GOAL OF THE EXERCISE -> Write out the entries again exactly as they are given.

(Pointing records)
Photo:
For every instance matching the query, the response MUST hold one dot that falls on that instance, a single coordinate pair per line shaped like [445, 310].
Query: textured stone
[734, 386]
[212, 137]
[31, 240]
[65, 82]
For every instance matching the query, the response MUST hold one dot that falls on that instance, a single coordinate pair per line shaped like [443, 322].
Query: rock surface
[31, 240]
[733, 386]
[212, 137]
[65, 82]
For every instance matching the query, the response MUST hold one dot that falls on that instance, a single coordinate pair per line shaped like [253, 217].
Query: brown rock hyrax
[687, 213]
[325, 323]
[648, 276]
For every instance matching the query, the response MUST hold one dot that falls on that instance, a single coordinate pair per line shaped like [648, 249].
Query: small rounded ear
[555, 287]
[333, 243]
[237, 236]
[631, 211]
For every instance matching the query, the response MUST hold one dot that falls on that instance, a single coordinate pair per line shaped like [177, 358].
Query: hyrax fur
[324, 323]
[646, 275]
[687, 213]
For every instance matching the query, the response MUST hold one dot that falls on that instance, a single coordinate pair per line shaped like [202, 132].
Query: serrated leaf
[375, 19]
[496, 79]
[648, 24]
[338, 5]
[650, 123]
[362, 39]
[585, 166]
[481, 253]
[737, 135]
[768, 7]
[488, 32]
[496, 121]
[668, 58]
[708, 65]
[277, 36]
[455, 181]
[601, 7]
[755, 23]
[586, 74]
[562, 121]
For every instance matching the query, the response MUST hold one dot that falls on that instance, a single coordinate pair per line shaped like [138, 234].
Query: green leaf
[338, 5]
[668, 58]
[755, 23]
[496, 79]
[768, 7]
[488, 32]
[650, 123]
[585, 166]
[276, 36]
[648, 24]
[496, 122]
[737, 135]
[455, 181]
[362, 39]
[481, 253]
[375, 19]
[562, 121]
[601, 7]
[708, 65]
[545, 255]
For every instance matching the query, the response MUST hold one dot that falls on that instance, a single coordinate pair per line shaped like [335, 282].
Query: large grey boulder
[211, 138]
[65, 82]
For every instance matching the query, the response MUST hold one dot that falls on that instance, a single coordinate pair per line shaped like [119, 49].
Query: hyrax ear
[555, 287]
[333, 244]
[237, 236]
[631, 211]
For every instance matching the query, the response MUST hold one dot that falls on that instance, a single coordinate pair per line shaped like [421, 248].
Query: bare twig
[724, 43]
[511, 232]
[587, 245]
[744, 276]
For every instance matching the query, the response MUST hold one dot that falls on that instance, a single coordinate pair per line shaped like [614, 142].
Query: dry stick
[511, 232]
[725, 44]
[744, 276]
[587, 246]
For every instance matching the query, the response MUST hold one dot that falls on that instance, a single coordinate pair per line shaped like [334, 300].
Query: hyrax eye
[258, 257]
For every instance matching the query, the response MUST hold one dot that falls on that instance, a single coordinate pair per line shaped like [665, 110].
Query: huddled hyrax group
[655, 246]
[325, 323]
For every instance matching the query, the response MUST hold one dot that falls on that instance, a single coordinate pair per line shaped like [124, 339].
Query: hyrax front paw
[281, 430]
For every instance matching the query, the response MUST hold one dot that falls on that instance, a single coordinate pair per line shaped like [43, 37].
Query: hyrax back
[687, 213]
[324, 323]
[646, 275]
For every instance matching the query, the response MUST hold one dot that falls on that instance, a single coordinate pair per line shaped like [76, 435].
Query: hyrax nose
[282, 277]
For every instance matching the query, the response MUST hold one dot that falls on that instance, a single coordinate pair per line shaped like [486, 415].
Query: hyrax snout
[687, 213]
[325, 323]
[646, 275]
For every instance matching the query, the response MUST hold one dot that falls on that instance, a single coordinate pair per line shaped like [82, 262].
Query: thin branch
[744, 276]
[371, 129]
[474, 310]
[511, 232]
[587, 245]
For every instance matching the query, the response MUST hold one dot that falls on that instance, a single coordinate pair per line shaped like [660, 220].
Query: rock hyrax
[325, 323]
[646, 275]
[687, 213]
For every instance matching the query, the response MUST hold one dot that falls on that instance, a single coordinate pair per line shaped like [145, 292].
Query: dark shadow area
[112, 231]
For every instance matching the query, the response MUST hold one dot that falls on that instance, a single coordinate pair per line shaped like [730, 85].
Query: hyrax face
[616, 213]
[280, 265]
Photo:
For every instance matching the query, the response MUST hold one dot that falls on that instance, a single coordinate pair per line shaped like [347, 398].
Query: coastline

ANSWER IN FULL ->
Photo:
For every instance matching the query, the response MUST hold one dot that falls on that instance, a single coordinate pair per line shaped like [445, 310].
Query: textured stone
[734, 386]
[212, 137]
[31, 240]
[65, 82]
For every instance matching the query, the response MUST hold one dot that falls on that instance, a single coordinate pair per line shaped like [443, 322].
Query: rock surface
[31, 240]
[733, 386]
[212, 137]
[65, 82]
For every instance matching the query, the response MUST hold one dot that falls on that instance, a single coordinate pair per line shaped like [253, 217].
Query: brown rock hyrax
[687, 213]
[325, 323]
[648, 276]
For every instance matching the query, the response MUST hold one dot that falls on that instance, a single coordinate pair per line shaped like [648, 249].
Query: small rounded ear
[555, 287]
[333, 243]
[237, 236]
[631, 211]
For every instance matching the query, the response MUST hold one dot that falls on that instance, a single coordinate pair per line shaped like [177, 358].
Query: hyrax fur
[324, 323]
[646, 275]
[687, 213]
For every instance matching the query, the response MUST hold one dot that falls on that instance, a single coordinate pair per line shaped like [202, 132].
Query: serrated leaf
[375, 19]
[496, 79]
[648, 24]
[338, 5]
[650, 123]
[362, 39]
[585, 166]
[481, 253]
[737, 135]
[768, 7]
[488, 32]
[496, 121]
[668, 58]
[708, 65]
[277, 36]
[455, 181]
[601, 7]
[755, 23]
[586, 74]
[562, 121]
For every instance matching the query, the response MUST hold one dot that falls on that instance, a single coordinate pair per line shaped like [138, 234].
Query: green leaf
[338, 5]
[668, 58]
[755, 23]
[496, 79]
[768, 7]
[488, 32]
[650, 123]
[585, 166]
[276, 36]
[648, 24]
[496, 122]
[737, 135]
[455, 181]
[362, 39]
[481, 253]
[375, 19]
[562, 121]
[601, 7]
[708, 65]
[545, 255]
For every instance matching the query, the response MUST hold one dot that falls on that instance, a single coordinate pair per line shaped like [335, 282].
Query: large grey boulder
[211, 138]
[65, 82]
For every instance matching the query, the response MUST hold one dot that falls on that instance, a single coordinate pair per line shaped like [119, 49].
Query: hyrax ear
[555, 287]
[333, 244]
[237, 236]
[631, 211]
For every instance matching the query, the response MUST hold one dot that falls on that instance, a single coordinate pair per line shaped like [421, 248].
Query: bare twig
[724, 43]
[511, 232]
[587, 245]
[744, 276]
For every instance matching the query, the response MUST hold one dot that falls on that instance, a single coordinate pair per line shaped like [614, 142].
Query: dry stick
[511, 232]
[725, 44]
[744, 276]
[587, 246]
For every instance matching the query, the response MUST hold one dot that falls on that instance, a single coordinate pair per line shaped like [334, 300].
Query: hyrax eye
[258, 257]
For every instance matching the query, the response MUST hold one dot that falls on that instance, a single coordinate pair per line shaped like [665, 110].
Query: huddled hyrax group
[655, 246]
[325, 323]
For every instance matching the query, the response MUST hold one dot that falls on that instance, a single coordinate pair per line shaped like [124, 339].
Query: hyrax front paw
[281, 430]
For every instance matching the query, the response MUST hold one dot that falls on that instance, a single coordinate pair per line shaped like [43, 37].
Query: hyrax back
[687, 213]
[324, 323]
[646, 275]
For every instance matching the query, the response MUST hold one dot that falls on that instance, a single coordinate pair per line shaped like [76, 435].
Query: hyrax nose
[282, 277]
For every instance matching the query, the response MUST hold one dot that falls on that instance, a single coordinate pair per line shaped like [486, 415].
Query: hyrax snout
[687, 213]
[325, 323]
[646, 275]
For every instance matching the query, the response MUST hold one dot that falls on that instance, a single coordinate pair per line shaped like [82, 262].
Query: thin branch
[744, 276]
[371, 129]
[474, 310]
[511, 232]
[587, 245]
For every instance matching the query, the response MUST hold one dot that falls on that instance, a single coordinate pair per line shaped like [660, 220].
Query: rock hyrax
[325, 323]
[646, 275]
[687, 213]
For every instance matching the query, the response MUST hold one dot that falls on that instance, a single coordinate pair per line shaped like [145, 292].
Query: dark shadow area
[112, 231]
For every instance matching the query, the response MUST hold one dot that falls on that instance, a single coordinate pair per line shaped like [730, 85].
Query: hyrax face
[616, 213]
[280, 265]
Photo:
For every instance matching the query, the response MUST hold one dot that falls on that instance, a single coordinate pair per line shaped like [347, 398].
Query: coastline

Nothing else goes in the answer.